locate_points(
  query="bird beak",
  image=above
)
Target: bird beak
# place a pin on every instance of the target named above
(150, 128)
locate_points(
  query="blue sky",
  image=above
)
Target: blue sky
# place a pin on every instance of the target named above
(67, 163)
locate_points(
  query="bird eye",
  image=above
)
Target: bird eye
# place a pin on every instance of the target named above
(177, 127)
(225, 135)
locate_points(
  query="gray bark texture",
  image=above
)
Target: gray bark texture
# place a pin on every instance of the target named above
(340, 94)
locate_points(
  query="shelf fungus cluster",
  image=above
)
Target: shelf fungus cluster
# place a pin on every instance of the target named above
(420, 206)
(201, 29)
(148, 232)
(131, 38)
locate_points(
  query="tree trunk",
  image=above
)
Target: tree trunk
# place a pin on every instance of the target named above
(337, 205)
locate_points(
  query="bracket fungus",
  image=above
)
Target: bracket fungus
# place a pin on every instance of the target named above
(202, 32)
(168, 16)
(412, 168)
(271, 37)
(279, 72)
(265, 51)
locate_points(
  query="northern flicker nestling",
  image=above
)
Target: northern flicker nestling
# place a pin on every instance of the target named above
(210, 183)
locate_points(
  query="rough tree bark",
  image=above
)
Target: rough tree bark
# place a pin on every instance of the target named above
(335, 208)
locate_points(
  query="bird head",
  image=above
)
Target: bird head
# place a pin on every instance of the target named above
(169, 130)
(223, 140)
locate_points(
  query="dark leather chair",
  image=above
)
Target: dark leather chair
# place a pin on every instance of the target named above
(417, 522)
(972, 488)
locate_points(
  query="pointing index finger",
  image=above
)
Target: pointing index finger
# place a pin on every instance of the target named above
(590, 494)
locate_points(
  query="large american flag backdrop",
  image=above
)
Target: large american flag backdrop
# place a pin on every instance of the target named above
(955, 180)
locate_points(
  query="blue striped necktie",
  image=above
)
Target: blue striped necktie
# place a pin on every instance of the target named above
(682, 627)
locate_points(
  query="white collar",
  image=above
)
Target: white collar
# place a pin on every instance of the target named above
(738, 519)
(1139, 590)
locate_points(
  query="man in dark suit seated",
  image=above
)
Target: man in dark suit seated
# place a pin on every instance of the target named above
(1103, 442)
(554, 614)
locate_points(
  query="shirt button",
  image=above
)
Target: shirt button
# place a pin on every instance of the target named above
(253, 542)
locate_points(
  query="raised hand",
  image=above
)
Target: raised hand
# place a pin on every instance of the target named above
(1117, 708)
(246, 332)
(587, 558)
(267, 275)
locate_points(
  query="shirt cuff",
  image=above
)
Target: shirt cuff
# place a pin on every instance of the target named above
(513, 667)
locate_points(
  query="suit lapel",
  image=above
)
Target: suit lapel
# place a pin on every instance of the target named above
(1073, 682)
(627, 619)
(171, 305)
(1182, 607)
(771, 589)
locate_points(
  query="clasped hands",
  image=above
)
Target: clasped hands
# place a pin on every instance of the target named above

-*-

**Aim of the task:** Which lines in the items contain the word "flicker"? Report each of them in full.

**Task response:**
  query="northern flicker nestling",
Target: northern flicker nestling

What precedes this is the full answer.